#### PETIKAN TEKS ####
Sejumlah negara maju tengah mengalami masalah demografi. Pada saat mereka berupaya mempertahankan kemajuan, terjadi penyusutan penduduk secara perlahan dan mengalami penuaan. Aneka cara ditempuh agar ekonomi tidak turun.
Oleh
RAZALI RITONGA
·3 menit baca
SUPRIYANTO
Ilustrasi
Semua bangsa terus berupaya mencapai kemajuan, baik sosial maupun ekonomi. Ironisnya, ketika kemajuan itu tercapai, penduduknya perlahan menyusut (shrinking population). Ini dialami sejumlah negara maju di Asia dan Eropa.
Di Asia, antara lain dialami Jepang dan China, dan ini akan terus berlanjut. Pada tahun 2020-2026, badan PBB memproyeksikan penduduk Jepang menyusut 0,5 persen per tahun, dan penduduk China menyusut 0,04 persen per tahun. Di Eropa, antara lain terjadi di Italia (minus 0,9 persen), Romania (-0,5 persen), Bulgaria (-0,9 persen), dan Ukraina (-0,5 persen). Pada 2050, penduduk di Eropa secara keseluruhan menyusut 0,3 persen per tahun.
Penyusutan jumlah penduduk itu tampaknya sejalan dengan pola transisi demografi. Pola ini menggambarkan bahwa angka kelahiran menurun menyertai penurunan angka kematian.
Penurunan angka kematian dan kelahiran terjadi dalam tiga fase. Fase pertama, angka kematian tinggi akibat keterbatasan kemampuan penduduk mengatasi kondisi pangan, lingkungan, dan iklim yang kurang bersahabat. Sementara angka kelahiran stabil tinggi sehingga pertumbuhan penduduk berfluktuasi, tetapi rendah. Pada fase ini dibutuhkan waktu jutaan tahun untuk mencapai setengah miliar penduduk pada 1650, yakni sebelum era modernisasi (Collins, 1982).
#### CUPLIKAN CATATAN ####
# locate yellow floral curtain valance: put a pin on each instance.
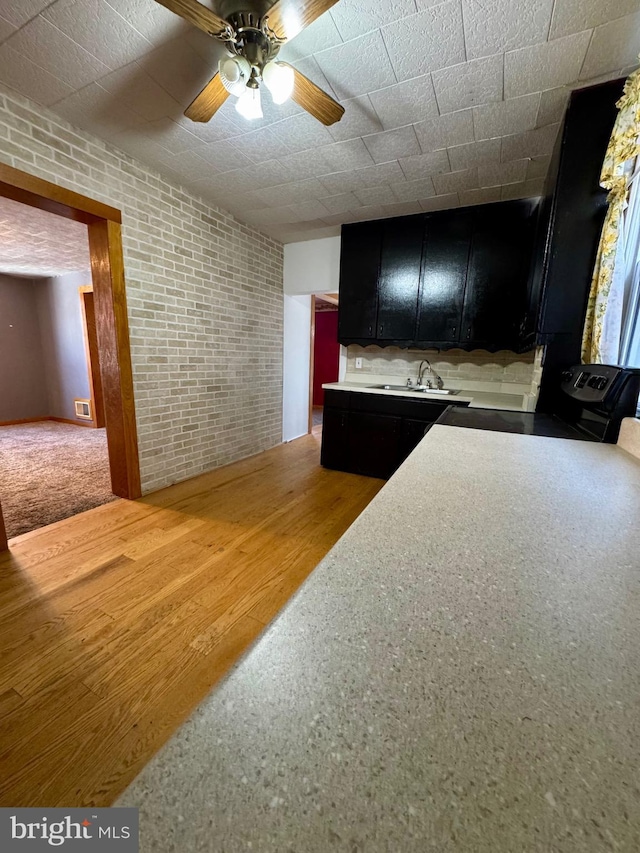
(600, 342)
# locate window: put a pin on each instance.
(630, 335)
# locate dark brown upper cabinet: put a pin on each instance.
(496, 293)
(445, 259)
(456, 278)
(400, 262)
(359, 273)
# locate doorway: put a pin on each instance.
(111, 340)
(325, 353)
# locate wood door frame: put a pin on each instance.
(312, 337)
(112, 326)
(93, 358)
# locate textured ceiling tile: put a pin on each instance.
(469, 84)
(307, 210)
(340, 203)
(18, 13)
(423, 165)
(454, 182)
(57, 53)
(352, 154)
(612, 47)
(372, 176)
(405, 103)
(151, 20)
(516, 115)
(374, 195)
(213, 131)
(445, 131)
(474, 154)
(392, 144)
(6, 29)
(537, 167)
(268, 175)
(357, 67)
(544, 66)
(527, 189)
(141, 93)
(223, 156)
(497, 174)
(414, 190)
(359, 119)
(93, 107)
(321, 35)
(440, 202)
(20, 74)
(226, 183)
(572, 16)
(553, 104)
(354, 18)
(401, 208)
(34, 242)
(383, 173)
(301, 132)
(482, 196)
(534, 143)
(262, 145)
(304, 164)
(495, 26)
(177, 70)
(87, 22)
(434, 38)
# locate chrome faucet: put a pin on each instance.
(434, 376)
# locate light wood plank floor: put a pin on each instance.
(114, 624)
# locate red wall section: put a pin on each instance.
(326, 353)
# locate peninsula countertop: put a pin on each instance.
(460, 673)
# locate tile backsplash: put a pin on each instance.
(504, 372)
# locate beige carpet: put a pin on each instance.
(49, 471)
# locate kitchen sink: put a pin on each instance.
(422, 389)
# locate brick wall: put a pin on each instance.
(204, 295)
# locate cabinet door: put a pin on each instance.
(374, 448)
(359, 269)
(494, 302)
(445, 258)
(335, 432)
(399, 277)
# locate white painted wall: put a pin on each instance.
(312, 266)
(309, 267)
(297, 352)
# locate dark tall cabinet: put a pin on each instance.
(450, 279)
(576, 207)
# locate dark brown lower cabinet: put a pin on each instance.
(372, 434)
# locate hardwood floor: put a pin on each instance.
(114, 624)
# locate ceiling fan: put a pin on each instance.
(253, 40)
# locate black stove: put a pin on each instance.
(592, 401)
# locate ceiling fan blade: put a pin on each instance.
(197, 14)
(312, 99)
(208, 101)
(289, 17)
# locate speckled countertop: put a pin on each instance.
(476, 399)
(460, 673)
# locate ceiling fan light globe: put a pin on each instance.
(235, 72)
(279, 80)
(249, 105)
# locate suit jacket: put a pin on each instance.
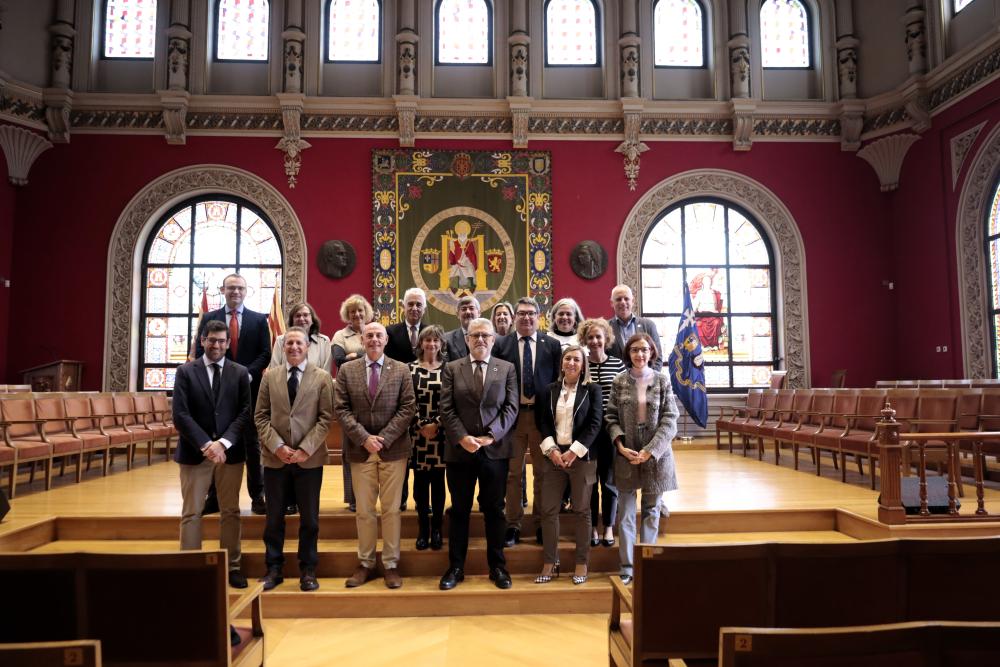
(300, 426)
(495, 414)
(546, 357)
(199, 419)
(642, 325)
(588, 413)
(388, 415)
(455, 345)
(398, 346)
(253, 348)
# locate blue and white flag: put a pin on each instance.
(686, 366)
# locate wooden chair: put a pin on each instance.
(915, 644)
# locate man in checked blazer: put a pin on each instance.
(375, 403)
(294, 409)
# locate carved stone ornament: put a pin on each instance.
(136, 222)
(960, 145)
(773, 216)
(974, 204)
(886, 157)
(21, 148)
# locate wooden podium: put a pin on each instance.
(62, 375)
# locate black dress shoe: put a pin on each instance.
(500, 578)
(451, 578)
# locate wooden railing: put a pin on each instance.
(895, 463)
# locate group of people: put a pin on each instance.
(461, 408)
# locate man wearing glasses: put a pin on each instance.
(536, 360)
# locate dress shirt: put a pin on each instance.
(564, 423)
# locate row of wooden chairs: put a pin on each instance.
(842, 422)
(48, 427)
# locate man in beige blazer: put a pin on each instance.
(294, 409)
(375, 404)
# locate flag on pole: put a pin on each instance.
(687, 370)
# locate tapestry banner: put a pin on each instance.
(460, 222)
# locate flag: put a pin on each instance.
(687, 370)
(276, 319)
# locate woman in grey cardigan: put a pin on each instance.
(641, 419)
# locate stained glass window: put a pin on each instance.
(189, 253)
(719, 254)
(241, 29)
(784, 33)
(678, 34)
(353, 31)
(129, 28)
(571, 32)
(464, 32)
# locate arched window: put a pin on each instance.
(721, 256)
(241, 28)
(678, 34)
(129, 28)
(784, 34)
(571, 33)
(191, 249)
(463, 32)
(353, 29)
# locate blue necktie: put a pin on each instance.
(527, 370)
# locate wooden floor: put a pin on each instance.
(717, 491)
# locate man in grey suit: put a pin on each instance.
(479, 399)
(211, 408)
(626, 324)
(294, 409)
(467, 310)
(375, 404)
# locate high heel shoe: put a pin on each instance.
(546, 578)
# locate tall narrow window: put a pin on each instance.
(129, 28)
(571, 32)
(993, 254)
(678, 34)
(353, 31)
(187, 256)
(241, 29)
(784, 34)
(716, 252)
(464, 31)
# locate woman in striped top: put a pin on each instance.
(595, 334)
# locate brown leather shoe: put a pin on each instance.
(392, 578)
(361, 576)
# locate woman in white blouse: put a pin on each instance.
(568, 414)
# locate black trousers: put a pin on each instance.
(307, 483)
(492, 477)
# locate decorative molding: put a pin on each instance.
(974, 204)
(21, 148)
(122, 330)
(777, 222)
(960, 145)
(886, 157)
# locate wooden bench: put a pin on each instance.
(892, 645)
(158, 610)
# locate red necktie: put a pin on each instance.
(234, 334)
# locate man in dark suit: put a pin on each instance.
(625, 324)
(467, 310)
(293, 415)
(536, 359)
(479, 399)
(211, 408)
(250, 346)
(375, 405)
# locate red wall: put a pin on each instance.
(78, 191)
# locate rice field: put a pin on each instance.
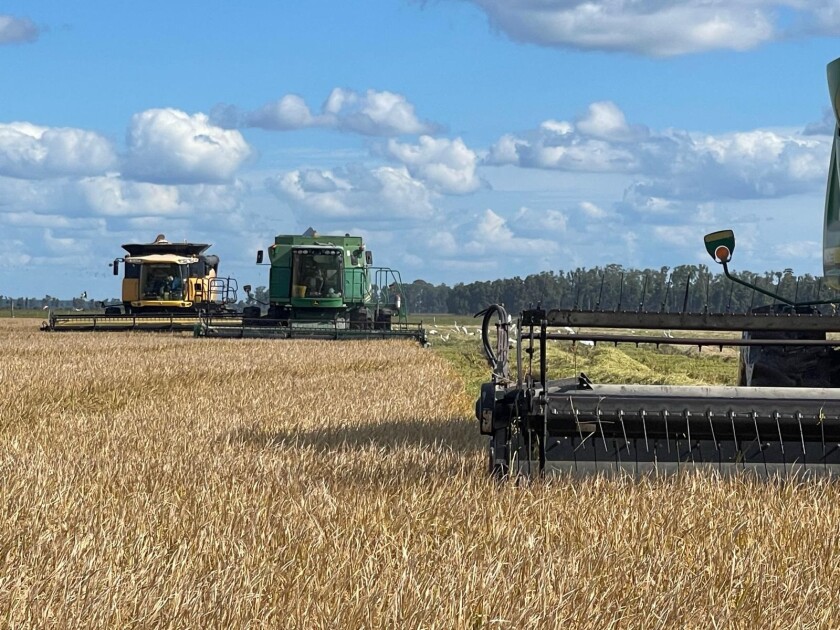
(157, 481)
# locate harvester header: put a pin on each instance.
(783, 418)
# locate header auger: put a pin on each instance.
(782, 419)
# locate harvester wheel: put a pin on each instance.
(499, 454)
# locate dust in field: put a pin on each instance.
(159, 480)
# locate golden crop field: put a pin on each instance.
(155, 480)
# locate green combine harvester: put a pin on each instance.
(782, 419)
(323, 287)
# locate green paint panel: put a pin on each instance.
(716, 239)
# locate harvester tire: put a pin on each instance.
(498, 464)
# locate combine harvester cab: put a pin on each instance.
(782, 419)
(165, 286)
(325, 287)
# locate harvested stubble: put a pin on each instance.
(164, 481)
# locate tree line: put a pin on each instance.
(691, 288)
(683, 288)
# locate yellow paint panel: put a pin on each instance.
(131, 289)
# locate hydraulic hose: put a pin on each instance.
(498, 362)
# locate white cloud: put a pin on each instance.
(168, 146)
(659, 28)
(592, 210)
(290, 112)
(372, 113)
(603, 120)
(13, 253)
(672, 164)
(381, 194)
(491, 235)
(448, 166)
(539, 223)
(115, 197)
(29, 151)
(17, 30)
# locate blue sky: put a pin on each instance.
(465, 139)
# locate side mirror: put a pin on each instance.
(720, 245)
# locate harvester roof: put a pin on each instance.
(162, 246)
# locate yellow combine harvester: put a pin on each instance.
(166, 286)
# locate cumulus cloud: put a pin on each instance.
(672, 164)
(115, 197)
(660, 28)
(29, 151)
(597, 142)
(372, 113)
(381, 194)
(15, 30)
(168, 146)
(290, 112)
(448, 166)
(491, 234)
(13, 254)
(536, 223)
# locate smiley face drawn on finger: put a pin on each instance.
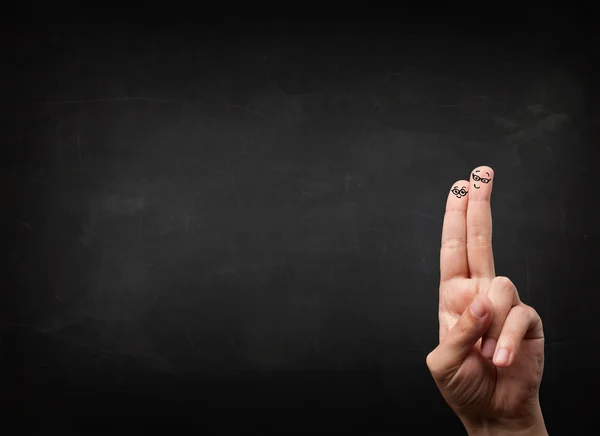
(459, 192)
(476, 178)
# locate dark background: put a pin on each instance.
(211, 218)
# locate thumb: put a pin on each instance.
(459, 341)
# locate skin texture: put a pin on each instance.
(490, 395)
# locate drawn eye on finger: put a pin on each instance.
(477, 178)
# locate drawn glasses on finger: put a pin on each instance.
(476, 178)
(460, 193)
####
◆ KERJAKAN BERIKUT INI:
a. Menurut artikel tentang penyusutan penduduk, berapa persen per tahun penduduk Jepang diproyeksikan menyusut pada tahun 2020-2026?
b. Kutip dari artikel tentang penyusutan penduduk bagian yang dimulai dengan kata-kata yang memuat "Penurunan angka kematian dan" dan berakhir dengan "modernisasi (Collins, 1982).".
c. Tentukan apakah setiap pernyataan berikut sesuai dengan artikel tentang penyusutan penduduk. Jawab ya atau tidak, lalu kutip kata-kata dari artikel yang menjadi dasarnya. (i) Penduduk Italia menyusut 0,9 persen. (ii) Pada fase pertama, angka kelahiran rendah. (iii) Jumlah penduduk mencapai setengah miliar pada tahun 1650.
Catatan di atas diambil dari sumber yang berbeda.

◆ HASILNYA:
a. Penduduk Jepang diproyeksikan menyusut 0,5 persen per tahun.

b.
Penurunan angka kematian dan kelahiran terjadi dalam tiga fase. Fase pertama, angka kematian tinggi akibat keterbatasan kemampuan penduduk mengatasi kondisi pangan, lingkungan, dan iklim yang kurang bersahabat. Sementara angka kelahiran stabil tinggi sehingga pertumbuhan penduduk berfluktuasi, tetapi rendah. Pada fase ini dibutuhkan waktu jutaan tahun untuk mencapai setengah miliar penduduk pada 1650, yakni sebelum era modernisasi (Collins, 1982).

c. (i) Ya: "Italia (minus 0,9 persen)". (ii) Tidak: "Sementara angka kelahiran stabil tinggi". (iii) Ya: "mencapai setengah miliar penduduk pada 1650".